## Task to complete
Continue the blog post about clearing out old journals after a cancer diagnosis, picking up after its final sentence.

## Text passage
Thursday, March 5, 2009

Nice guys finish nasty

When I got my cancer diagnosis, one of my first—and most urgent—impulses was to crawl into the aptly named crawl space in our apartment and drag out the cardboard carton that holds all my old journals. I know there's some vile, hateful stuff in there, and I don't want my kids or Other to read it when I'm gone. But the carton was underneath other cartons behind a door that was blocked by Other's computer table, and I never had the time or strength or privacy to act on that impulse. But it has weighed on my mind ever since. Interestingly, my friend K had that exact same impulse when she got her diagnosis of uterine cancer. Only her stuff was more accessible, so she actually got started right away. 

With the prospect of my daughter C's return—with her mountains of bedding—for summer vacation, plus a promise from me that I would winnow down whatever was there, I finally got Other to move the computer table and empty out that corner of the storage space. We jettisoned boxes of children's books, old clothing, spare kitchen tiles from a floor we no longer have, 25-year-old cans of house paint. And we found two boxes of my old writing—journalism school projects, short stories and diaries. I've squirreled them under my desk for the time being as I slowly make my way through them. There's a lot of wince-worthy stuff, but there are also pearls of wisdom and some nice crisp writing.

## Input data
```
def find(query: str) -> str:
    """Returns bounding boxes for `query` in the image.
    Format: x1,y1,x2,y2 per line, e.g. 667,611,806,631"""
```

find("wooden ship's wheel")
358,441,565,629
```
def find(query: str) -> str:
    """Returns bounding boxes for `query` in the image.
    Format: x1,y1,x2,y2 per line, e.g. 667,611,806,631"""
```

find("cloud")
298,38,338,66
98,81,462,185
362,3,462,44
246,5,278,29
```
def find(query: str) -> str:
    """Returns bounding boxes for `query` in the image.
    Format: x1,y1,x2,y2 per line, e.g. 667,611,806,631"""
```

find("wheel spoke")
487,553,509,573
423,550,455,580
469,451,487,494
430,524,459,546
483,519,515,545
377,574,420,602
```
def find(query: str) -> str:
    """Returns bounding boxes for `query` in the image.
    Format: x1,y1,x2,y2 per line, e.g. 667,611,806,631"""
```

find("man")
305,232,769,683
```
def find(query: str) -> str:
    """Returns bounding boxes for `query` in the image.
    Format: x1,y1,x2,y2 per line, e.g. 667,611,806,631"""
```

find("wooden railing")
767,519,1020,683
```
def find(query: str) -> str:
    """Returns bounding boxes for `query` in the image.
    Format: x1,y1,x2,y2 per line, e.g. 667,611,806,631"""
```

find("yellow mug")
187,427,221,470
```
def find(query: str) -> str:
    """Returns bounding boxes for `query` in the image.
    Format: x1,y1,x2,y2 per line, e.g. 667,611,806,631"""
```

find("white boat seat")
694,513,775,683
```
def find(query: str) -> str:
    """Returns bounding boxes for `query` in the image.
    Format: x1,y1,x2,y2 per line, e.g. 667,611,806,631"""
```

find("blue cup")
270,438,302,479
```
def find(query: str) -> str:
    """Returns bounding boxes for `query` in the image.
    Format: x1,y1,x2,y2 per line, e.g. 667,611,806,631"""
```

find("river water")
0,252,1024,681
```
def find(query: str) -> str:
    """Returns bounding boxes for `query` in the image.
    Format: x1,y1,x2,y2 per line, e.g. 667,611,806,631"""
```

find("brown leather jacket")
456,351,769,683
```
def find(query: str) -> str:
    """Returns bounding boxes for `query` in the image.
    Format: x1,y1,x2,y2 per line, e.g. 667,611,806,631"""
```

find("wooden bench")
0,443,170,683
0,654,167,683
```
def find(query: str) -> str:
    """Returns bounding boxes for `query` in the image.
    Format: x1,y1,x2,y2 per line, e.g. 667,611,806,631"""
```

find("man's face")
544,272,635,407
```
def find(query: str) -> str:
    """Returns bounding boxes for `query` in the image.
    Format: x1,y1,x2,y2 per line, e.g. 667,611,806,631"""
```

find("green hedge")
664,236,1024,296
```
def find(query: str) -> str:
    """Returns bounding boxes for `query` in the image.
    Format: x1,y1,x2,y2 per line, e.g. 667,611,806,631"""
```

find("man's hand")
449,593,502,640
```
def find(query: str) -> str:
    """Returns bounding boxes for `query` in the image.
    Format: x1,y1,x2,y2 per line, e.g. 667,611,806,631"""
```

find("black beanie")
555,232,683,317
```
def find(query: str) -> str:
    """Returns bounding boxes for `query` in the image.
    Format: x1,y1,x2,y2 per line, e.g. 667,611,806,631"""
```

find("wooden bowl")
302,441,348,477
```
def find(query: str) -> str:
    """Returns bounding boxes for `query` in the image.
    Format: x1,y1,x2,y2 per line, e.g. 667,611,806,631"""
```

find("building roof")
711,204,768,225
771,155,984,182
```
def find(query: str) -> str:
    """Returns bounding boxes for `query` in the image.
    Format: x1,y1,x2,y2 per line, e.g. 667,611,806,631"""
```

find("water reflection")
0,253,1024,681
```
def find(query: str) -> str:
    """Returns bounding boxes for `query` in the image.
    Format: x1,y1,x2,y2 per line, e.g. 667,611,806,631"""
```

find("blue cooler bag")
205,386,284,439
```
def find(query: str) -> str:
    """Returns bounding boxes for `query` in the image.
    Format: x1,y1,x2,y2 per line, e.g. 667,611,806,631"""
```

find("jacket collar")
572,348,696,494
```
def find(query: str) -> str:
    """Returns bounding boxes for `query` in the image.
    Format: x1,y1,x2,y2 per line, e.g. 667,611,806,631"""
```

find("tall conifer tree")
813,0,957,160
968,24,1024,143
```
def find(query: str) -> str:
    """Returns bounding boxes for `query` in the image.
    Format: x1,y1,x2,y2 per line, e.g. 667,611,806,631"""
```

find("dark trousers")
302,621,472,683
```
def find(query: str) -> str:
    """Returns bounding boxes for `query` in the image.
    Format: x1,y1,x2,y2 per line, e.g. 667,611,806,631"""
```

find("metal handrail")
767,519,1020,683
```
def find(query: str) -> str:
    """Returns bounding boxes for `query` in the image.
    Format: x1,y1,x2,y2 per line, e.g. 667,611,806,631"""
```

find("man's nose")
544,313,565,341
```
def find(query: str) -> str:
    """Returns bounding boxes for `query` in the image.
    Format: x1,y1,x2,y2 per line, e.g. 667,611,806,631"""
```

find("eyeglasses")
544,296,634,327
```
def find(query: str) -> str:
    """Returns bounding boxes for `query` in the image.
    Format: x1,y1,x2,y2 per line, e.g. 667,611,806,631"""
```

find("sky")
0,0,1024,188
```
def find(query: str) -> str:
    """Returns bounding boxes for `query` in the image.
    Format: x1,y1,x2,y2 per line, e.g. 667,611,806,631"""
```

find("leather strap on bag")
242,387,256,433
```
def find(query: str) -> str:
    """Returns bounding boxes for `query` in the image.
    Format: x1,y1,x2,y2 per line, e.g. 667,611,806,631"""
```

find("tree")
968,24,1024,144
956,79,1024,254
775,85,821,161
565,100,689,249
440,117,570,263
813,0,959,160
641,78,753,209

## Task output
One pearl of wisdom: Back in the late '70s when Other and I lived in the heart of Greenwich Village, our neighbors across the hall were a couple about our age. He was a long-haired, soft-bodied nerdy guy with "a little flatulence problem," as he (accurately) informed us. She was a high-strung, self-dramatizing actress with an eating disorder and what would now be termed environmental sensitivities, which together required her to constantly buy and retire expensive clothes, sometimes to the benefit of my closet. We weren't fond of them—especially after they asked us to pet-sit their dozens of gerbils, leaving us with a stinking cage and instructions to keep it clean—but we socialized from time to time. 

He was the kind of guy who had an invisible KICK ME sign plastered to his back. And he told me something interesting that I wrote down then and that still strikes me as true: He said wimps are the most dangerous fighters because they get beaten up so often that they abandon any notion of fair play and immediately go for the balls. I've known a lot of sweet-on-the-surface, nasty-underneath folks, and coming across that note in my journal reminds me why they might be that way.